>>

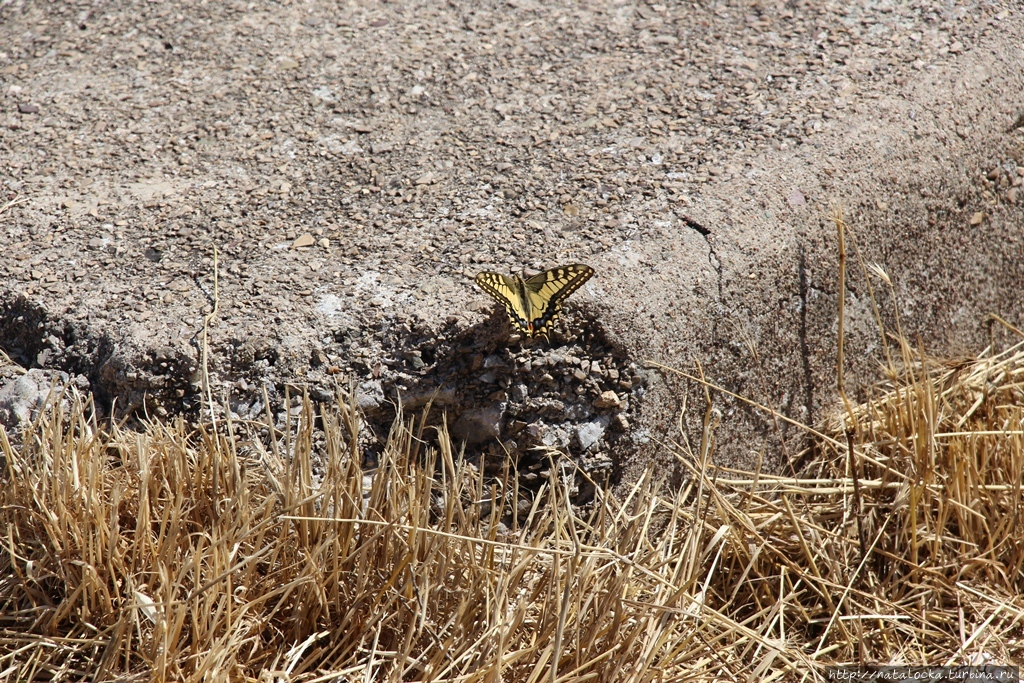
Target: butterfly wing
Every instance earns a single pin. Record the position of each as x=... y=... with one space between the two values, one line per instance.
x=545 y=293
x=508 y=291
x=532 y=304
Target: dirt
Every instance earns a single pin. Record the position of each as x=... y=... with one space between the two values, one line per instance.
x=356 y=165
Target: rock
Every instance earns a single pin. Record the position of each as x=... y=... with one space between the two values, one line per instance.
x=370 y=395
x=23 y=397
x=518 y=392
x=479 y=425
x=305 y=240
x=590 y=433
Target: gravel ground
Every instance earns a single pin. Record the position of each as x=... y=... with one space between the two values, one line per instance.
x=356 y=165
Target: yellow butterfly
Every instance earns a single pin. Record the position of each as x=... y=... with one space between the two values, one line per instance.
x=534 y=303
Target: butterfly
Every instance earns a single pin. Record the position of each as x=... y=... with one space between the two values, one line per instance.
x=534 y=303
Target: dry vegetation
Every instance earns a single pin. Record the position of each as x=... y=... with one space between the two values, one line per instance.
x=195 y=554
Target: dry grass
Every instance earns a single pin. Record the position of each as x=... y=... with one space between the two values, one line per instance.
x=169 y=555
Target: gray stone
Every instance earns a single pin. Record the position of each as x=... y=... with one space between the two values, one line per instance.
x=23 y=397
x=518 y=392
x=590 y=433
x=370 y=395
x=479 y=425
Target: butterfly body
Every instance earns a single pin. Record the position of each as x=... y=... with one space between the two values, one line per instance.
x=534 y=303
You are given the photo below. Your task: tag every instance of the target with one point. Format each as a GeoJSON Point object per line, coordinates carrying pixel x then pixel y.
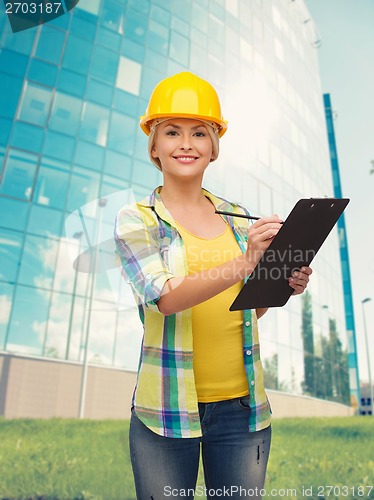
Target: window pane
{"type": "Point", "coordinates": [104, 64]}
{"type": "Point", "coordinates": [59, 146]}
{"type": "Point", "coordinates": [28, 137]}
{"type": "Point", "coordinates": [21, 43]}
{"type": "Point", "coordinates": [117, 164]}
{"type": "Point", "coordinates": [179, 48]}
{"type": "Point", "coordinates": [50, 44]}
{"type": "Point", "coordinates": [28, 320]}
{"type": "Point", "coordinates": [51, 184]}
{"type": "Point", "coordinates": [108, 38]}
{"type": "Point", "coordinates": [142, 7]}
{"type": "Point", "coordinates": [14, 213]}
{"type": "Point", "coordinates": [122, 133]}
{"type": "Point", "coordinates": [6, 298]}
{"type": "Point", "coordinates": [144, 174]}
{"type": "Point", "coordinates": [91, 6]}
{"type": "Point", "coordinates": [19, 175]}
{"type": "Point", "coordinates": [71, 82]}
{"type": "Point", "coordinates": [45, 221]}
{"type": "Point", "coordinates": [42, 72]}
{"type": "Point", "coordinates": [94, 126]}
{"type": "Point", "coordinates": [77, 55]}
{"type": "Point", "coordinates": [129, 74]}
{"type": "Point", "coordinates": [13, 62]}
{"type": "Point", "coordinates": [65, 114]}
{"type": "Point", "coordinates": [10, 90]}
{"type": "Point", "coordinates": [89, 155]}
{"type": "Point", "coordinates": [35, 104]}
{"type": "Point", "coordinates": [136, 26]}
{"type": "Point", "coordinates": [84, 186]}
{"type": "Point", "coordinates": [160, 15]}
{"type": "Point", "coordinates": [133, 50]}
{"type": "Point", "coordinates": [5, 126]}
{"type": "Point", "coordinates": [82, 28]}
{"type": "Point", "coordinates": [10, 250]}
{"type": "Point", "coordinates": [128, 103]}
{"type": "Point", "coordinates": [58, 326]}
{"type": "Point", "coordinates": [158, 37]}
{"type": "Point", "coordinates": [38, 262]}
{"type": "Point", "coordinates": [99, 92]}
{"type": "Point", "coordinates": [112, 16]}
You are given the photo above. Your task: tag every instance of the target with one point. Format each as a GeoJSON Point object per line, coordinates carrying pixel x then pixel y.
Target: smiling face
{"type": "Point", "coordinates": [183, 147]}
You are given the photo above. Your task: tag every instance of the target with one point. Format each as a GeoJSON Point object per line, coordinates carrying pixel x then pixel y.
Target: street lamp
{"type": "Point", "coordinates": [363, 302]}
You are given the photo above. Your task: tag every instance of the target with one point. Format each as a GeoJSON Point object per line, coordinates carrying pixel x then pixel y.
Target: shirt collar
{"type": "Point", "coordinates": [155, 203]}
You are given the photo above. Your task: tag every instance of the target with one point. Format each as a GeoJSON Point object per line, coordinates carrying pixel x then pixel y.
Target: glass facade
{"type": "Point", "coordinates": [71, 93]}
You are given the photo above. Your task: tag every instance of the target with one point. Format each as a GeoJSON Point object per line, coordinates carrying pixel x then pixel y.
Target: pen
{"type": "Point", "coordinates": [237, 215]}
{"type": "Point", "coordinates": [250, 217]}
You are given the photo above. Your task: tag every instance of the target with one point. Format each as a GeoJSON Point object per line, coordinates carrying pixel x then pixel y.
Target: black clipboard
{"type": "Point", "coordinates": [296, 244]}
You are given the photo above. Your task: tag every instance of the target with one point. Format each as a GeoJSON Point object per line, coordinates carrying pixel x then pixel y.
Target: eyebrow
{"type": "Point", "coordinates": [178, 127]}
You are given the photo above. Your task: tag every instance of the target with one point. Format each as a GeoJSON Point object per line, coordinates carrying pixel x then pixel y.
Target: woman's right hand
{"type": "Point", "coordinates": [260, 235]}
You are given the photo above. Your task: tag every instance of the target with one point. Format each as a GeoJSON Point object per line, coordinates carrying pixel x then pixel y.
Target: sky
{"type": "Point", "coordinates": [346, 59]}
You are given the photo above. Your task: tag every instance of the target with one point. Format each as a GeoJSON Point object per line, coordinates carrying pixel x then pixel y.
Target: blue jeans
{"type": "Point", "coordinates": [234, 459]}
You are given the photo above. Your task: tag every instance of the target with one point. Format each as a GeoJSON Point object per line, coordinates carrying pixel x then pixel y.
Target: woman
{"type": "Point", "coordinates": [200, 378]}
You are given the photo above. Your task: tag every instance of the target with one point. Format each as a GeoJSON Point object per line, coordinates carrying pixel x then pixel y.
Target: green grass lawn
{"type": "Point", "coordinates": [86, 459]}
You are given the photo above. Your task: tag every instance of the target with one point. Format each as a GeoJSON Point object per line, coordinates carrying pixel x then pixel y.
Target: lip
{"type": "Point", "coordinates": [186, 158]}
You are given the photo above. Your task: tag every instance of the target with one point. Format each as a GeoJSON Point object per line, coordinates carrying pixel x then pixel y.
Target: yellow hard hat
{"type": "Point", "coordinates": [187, 96]}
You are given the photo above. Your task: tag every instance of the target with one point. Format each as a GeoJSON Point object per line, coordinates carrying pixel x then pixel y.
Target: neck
{"type": "Point", "coordinates": [186, 194]}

<<

[EXERCISE DETAILS]
Rewrite all the records above, swapping the word "tag" for "mark" everywhere it occurs and keeping every other line the same. Omit the pictures.

[SOLUTION TO THIS PROBLEM]
Target: butterfly wing
Every instance earns a single pin. Record the position of each as x=... y=... with one space between the two values, one line per instance.
x=545 y=293
x=508 y=291
x=532 y=304
Target: dirt
Every instance earns a single pin. Record the position of each as x=... y=... with one space between the two values, one line per instance.
x=356 y=165
Target: rock
Every instance earns a single pin. Record the position of each as x=... y=... with one space between the two values, one line per instance.
x=370 y=395
x=23 y=397
x=518 y=392
x=479 y=425
x=305 y=240
x=590 y=433
Target: gravel ground
Every instance earns a single pin. Record the position of each as x=... y=... with one space between the two values, one line per instance.
x=356 y=165
Target: yellow butterfly
Every instance earns a single pin. Record the position of each as x=... y=... with one space between the two values, one line per instance.
x=534 y=303
Target: butterfly
Every instance earns a single pin. Record the position of each as x=... y=... with one space between the two values, one line per instance.
x=534 y=303
Target: dry vegetation
Every instance earns a single pin. Record the position of each as x=... y=... with one space between the two values, one line per instance.
x=195 y=554
Target: dry grass
Every instance earns a single pin. Record the position of each as x=... y=... with one space between the two values, one line per instance.
x=169 y=555
Target: gray stone
Every instance earns a single pin. Record the position of each as x=... y=... with one space between the two values, one line per instance.
x=23 y=397
x=518 y=392
x=590 y=433
x=370 y=395
x=479 y=425
Target: butterfly body
Every instance earns a single pin. Record the position of each as x=... y=... with one space between the two values, one line per instance.
x=534 y=303
You are given the photo below. Your task: mark every instance of the target with one point. Format each as a GeoJSON Point object per line, coordinates carrying pixel x then pixel y.
Target: window pane
{"type": "Point", "coordinates": [104, 64]}
{"type": "Point", "coordinates": [59, 146]}
{"type": "Point", "coordinates": [28, 137]}
{"type": "Point", "coordinates": [21, 43]}
{"type": "Point", "coordinates": [117, 164]}
{"type": "Point", "coordinates": [179, 48]}
{"type": "Point", "coordinates": [50, 44]}
{"type": "Point", "coordinates": [28, 320]}
{"type": "Point", "coordinates": [51, 184]}
{"type": "Point", "coordinates": [108, 38]}
{"type": "Point", "coordinates": [142, 7]}
{"type": "Point", "coordinates": [14, 213]}
{"type": "Point", "coordinates": [122, 133]}
{"type": "Point", "coordinates": [6, 298]}
{"type": "Point", "coordinates": [144, 174]}
{"type": "Point", "coordinates": [91, 6]}
{"type": "Point", "coordinates": [19, 175]}
{"type": "Point", "coordinates": [71, 82]}
{"type": "Point", "coordinates": [45, 221]}
{"type": "Point", "coordinates": [42, 72]}
{"type": "Point", "coordinates": [94, 126]}
{"type": "Point", "coordinates": [77, 55]}
{"type": "Point", "coordinates": [129, 74]}
{"type": "Point", "coordinates": [13, 62]}
{"type": "Point", "coordinates": [65, 114]}
{"type": "Point", "coordinates": [10, 90]}
{"type": "Point", "coordinates": [89, 155]}
{"type": "Point", "coordinates": [35, 104]}
{"type": "Point", "coordinates": [136, 26]}
{"type": "Point", "coordinates": [84, 186]}
{"type": "Point", "coordinates": [160, 15]}
{"type": "Point", "coordinates": [133, 50]}
{"type": "Point", "coordinates": [5, 126]}
{"type": "Point", "coordinates": [82, 28]}
{"type": "Point", "coordinates": [10, 250]}
{"type": "Point", "coordinates": [128, 103]}
{"type": "Point", "coordinates": [58, 326]}
{"type": "Point", "coordinates": [158, 37]}
{"type": "Point", "coordinates": [38, 262]}
{"type": "Point", "coordinates": [99, 92]}
{"type": "Point", "coordinates": [112, 16]}
You are given the photo above. Your task: mark every instance of the target with one point. Format each as a GeoJSON Point object per line, coordinates carrying pixel x then pixel y.
Target: smiling face
{"type": "Point", "coordinates": [183, 147]}
You are given the photo above. Your task: mark every instance of the target with one point. Format each as a GeoJSON Point object per line, coordinates carrying pixel x then pixel y.
Target: street lamp
{"type": "Point", "coordinates": [363, 302]}
You are given the photo above. Your task: mark every instance of the target with one point. Format each as a GeoJSON Point object per line, coordinates carrying pixel x then pixel y.
Target: shirt collar
{"type": "Point", "coordinates": [155, 203]}
You are given the photo above. Your task: mark every instance of the target with one point. Format each as a GeoJSON Point object per line, coordinates carrying pixel x then pixel y.
Target: glass facade
{"type": "Point", "coordinates": [71, 93]}
You are given the photo above. Your task: mark every instance of the target with one point. Format each as a GeoJSON Point object per line, coordinates carrying pixel x then pixel y.
Target: pen
{"type": "Point", "coordinates": [237, 215]}
{"type": "Point", "coordinates": [250, 217]}
You are given the photo above. Your task: mark every instance of the target with one point. Format each as a GeoJSON Point object per line, coordinates carrying pixel x then pixel y.
Target: black clipboard
{"type": "Point", "coordinates": [296, 244]}
You are given the photo above. Your task: mark every instance of the target with one point. Format each as a GeoJSON Point object per line, coordinates carrying pixel x then pixel y.
Target: eyebrow
{"type": "Point", "coordinates": [178, 127]}
You are given the photo above. Your task: mark every instance of the target with one point. Format each as a GeoJSON Point object per line, coordinates carrying pixel x then pixel y.
Target: woman's right hand
{"type": "Point", "coordinates": [260, 235]}
You are given the photo above. Your task: mark every instance of the target with one point. Format each as a GeoJSON Point object per line, coordinates carrying pixel x then pixel y.
Target: sky
{"type": "Point", "coordinates": [346, 59]}
You are given the photo above. Your task: mark every instance of the target with one point. Format each as a GeoJSON Point object per line, coordinates carrying pixel x then pixel y.
Target: blue jeans
{"type": "Point", "coordinates": [234, 459]}
You are given the photo above. Your task: mark every instance of the target with one point. Format each as a GeoJSON Point object per line, coordinates carrying pixel x then pixel y.
Target: woman
{"type": "Point", "coordinates": [200, 378]}
You are given the photo above. Your task: mark every instance of the target with one point. Format each as a GeoJSON Point object per line, coordinates carrying pixel x then pixel y.
Target: green grass lawn
{"type": "Point", "coordinates": [86, 459]}
You are given the photo above. Your task: mark every instance of the target with one point. Format each as a GeoJSON Point object per line, coordinates carrying pixel x then pixel y.
Target: lip
{"type": "Point", "coordinates": [186, 158]}
You are given the photo above. Your task: mark every instance of the target with one point. Format each as a GeoJSON Point object per line, coordinates carrying pixel x then pixel y.
Target: yellow hard hat
{"type": "Point", "coordinates": [187, 96]}
You are given the photo above. Your task: mark every instance of the target with one point. Format each as a GeoJSON Point object per line, coordinates carrying pixel x then pixel y.
Target: neck
{"type": "Point", "coordinates": [186, 194]}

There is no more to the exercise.